──────── THE RECORDS ────────

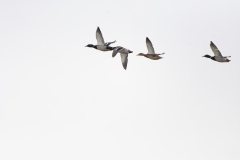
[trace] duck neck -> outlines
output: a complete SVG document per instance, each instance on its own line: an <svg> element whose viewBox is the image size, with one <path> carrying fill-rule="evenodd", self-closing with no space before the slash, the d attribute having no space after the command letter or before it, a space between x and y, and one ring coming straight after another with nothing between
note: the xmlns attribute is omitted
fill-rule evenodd
<svg viewBox="0 0 240 160"><path fill-rule="evenodd" d="M215 57L210 57L210 58L211 58L212 60L214 60L214 61L216 60Z"/></svg>

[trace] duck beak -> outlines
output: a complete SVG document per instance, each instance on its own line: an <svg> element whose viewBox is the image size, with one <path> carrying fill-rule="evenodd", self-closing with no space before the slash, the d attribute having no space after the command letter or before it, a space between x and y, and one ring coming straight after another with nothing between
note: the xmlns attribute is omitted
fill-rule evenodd
<svg viewBox="0 0 240 160"><path fill-rule="evenodd" d="M133 51L128 50L129 53L132 53Z"/></svg>
<svg viewBox="0 0 240 160"><path fill-rule="evenodd" d="M85 47L87 47L87 46L85 46Z"/></svg>

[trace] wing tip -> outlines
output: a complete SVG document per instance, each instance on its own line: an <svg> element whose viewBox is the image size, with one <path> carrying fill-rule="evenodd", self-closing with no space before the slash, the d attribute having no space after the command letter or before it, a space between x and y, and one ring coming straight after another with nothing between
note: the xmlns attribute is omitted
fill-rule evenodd
<svg viewBox="0 0 240 160"><path fill-rule="evenodd" d="M99 27L97 27L97 32L99 32L99 31L101 32L100 28L99 28Z"/></svg>
<svg viewBox="0 0 240 160"><path fill-rule="evenodd" d="M127 64L126 64L126 65L123 64L123 68L124 68L125 70L127 70Z"/></svg>

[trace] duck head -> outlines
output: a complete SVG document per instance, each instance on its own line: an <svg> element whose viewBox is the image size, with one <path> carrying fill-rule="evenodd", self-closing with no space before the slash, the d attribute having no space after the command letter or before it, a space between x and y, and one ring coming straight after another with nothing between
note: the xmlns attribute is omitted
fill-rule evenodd
<svg viewBox="0 0 240 160"><path fill-rule="evenodd" d="M143 53L139 53L137 56L145 56Z"/></svg>
<svg viewBox="0 0 240 160"><path fill-rule="evenodd" d="M90 48L93 48L93 47L94 47L94 45L93 45L93 44L88 44L88 45L86 45L85 47L90 47Z"/></svg>
<svg viewBox="0 0 240 160"><path fill-rule="evenodd" d="M128 50L128 53L132 53L133 51Z"/></svg>
<svg viewBox="0 0 240 160"><path fill-rule="evenodd" d="M209 55L207 55L207 54L206 54L206 55L204 55L203 57L206 57L206 58L211 58L211 56L209 56Z"/></svg>

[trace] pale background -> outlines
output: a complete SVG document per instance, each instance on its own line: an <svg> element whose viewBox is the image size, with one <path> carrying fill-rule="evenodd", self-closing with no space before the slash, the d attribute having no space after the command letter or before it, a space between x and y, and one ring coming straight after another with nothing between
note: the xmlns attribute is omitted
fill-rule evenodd
<svg viewBox="0 0 240 160"><path fill-rule="evenodd" d="M0 1L1 160L239 160L239 0ZM120 56L84 47L117 40ZM146 53L149 37L164 58ZM230 63L218 63L213 41Z"/></svg>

────────

Your reply should repeat the entries above exactly, leaving the pictures out.

→ YOUR SOLUTION:
[trace] duck neck -> outlines
output: a complete SVG document per instance, each instance on its own line: an <svg> element whose viewBox is the image size, with one <path> carrying fill-rule="evenodd", self-closing with no space before the slash, the d attribute having no space after the command letter or before it, a space between x and y, and one ring coming straight after another with nothing between
note: the xmlns attribute is omitted
fill-rule evenodd
<svg viewBox="0 0 240 160"><path fill-rule="evenodd" d="M215 57L210 57L210 58L211 58L212 60L214 60L214 61L216 60Z"/></svg>

[trace] duck beak -> outlines
output: a complete SVG document per instance, each instance on its own line: an <svg> element whose viewBox is the image size, with one <path> carrying fill-rule="evenodd", self-closing with no space before the slash, the d attribute having no space after the command letter or before it, a space between x and y, and one ring coming straight after another with nothing between
note: the xmlns attribute is omitted
fill-rule evenodd
<svg viewBox="0 0 240 160"><path fill-rule="evenodd" d="M133 51L128 50L129 53L132 53Z"/></svg>
<svg viewBox="0 0 240 160"><path fill-rule="evenodd" d="M85 47L87 47L87 46L85 46Z"/></svg>

[trace] wing tip -> outlines
output: a complete SVG document per instance, each instance on its own line: an <svg> element whose viewBox is the image size, with one <path> carrying fill-rule="evenodd", self-closing with no space before the slash, the d attribute having no space after the command letter or before it, a space between x and y, and one ring coming straight after another with nothing between
note: the xmlns attribute is omitted
fill-rule evenodd
<svg viewBox="0 0 240 160"><path fill-rule="evenodd" d="M99 27L97 27L97 32L99 32L99 31L101 32L100 28L99 28Z"/></svg>
<svg viewBox="0 0 240 160"><path fill-rule="evenodd" d="M127 64L126 64L126 65L123 64L123 68L124 68L125 70L127 70Z"/></svg>

[trace] duck head -> outlines
output: a complete SVG document per instance, each instance on its own line: an <svg> element whose viewBox is the image size, with one <path> carrying fill-rule="evenodd", self-closing with no space before the slash, the d attribute having no space after the command letter or before it, a space between x and y, and one ring coming straight after another with nothing between
note: the xmlns attribute is omitted
fill-rule evenodd
<svg viewBox="0 0 240 160"><path fill-rule="evenodd" d="M143 53L139 53L137 56L145 56Z"/></svg>
<svg viewBox="0 0 240 160"><path fill-rule="evenodd" d="M90 48L93 48L93 47L94 47L94 45L93 45L93 44L88 44L88 45L86 45L85 47L90 47Z"/></svg>
<svg viewBox="0 0 240 160"><path fill-rule="evenodd" d="M128 50L128 53L132 53L133 51Z"/></svg>
<svg viewBox="0 0 240 160"><path fill-rule="evenodd" d="M209 55L207 55L207 54L206 54L206 55L204 55L203 57L206 57L206 58L211 58L211 56L209 56Z"/></svg>

[trace] pale background -> outlines
output: a complete SVG document per instance, each instance on its own line: an <svg> element whose viewBox is the image size, with one <path> carrying fill-rule="evenodd", self-closing with no space before the slash, the d attribute having no space after the command letter or before it, a space between x and y, and one ring coming straight after another with nothing between
note: the xmlns attribute is omitted
fill-rule evenodd
<svg viewBox="0 0 240 160"><path fill-rule="evenodd" d="M0 1L1 160L239 160L239 0ZM120 56L84 47L117 40ZM146 53L149 37L164 58ZM230 63L218 63L213 41Z"/></svg>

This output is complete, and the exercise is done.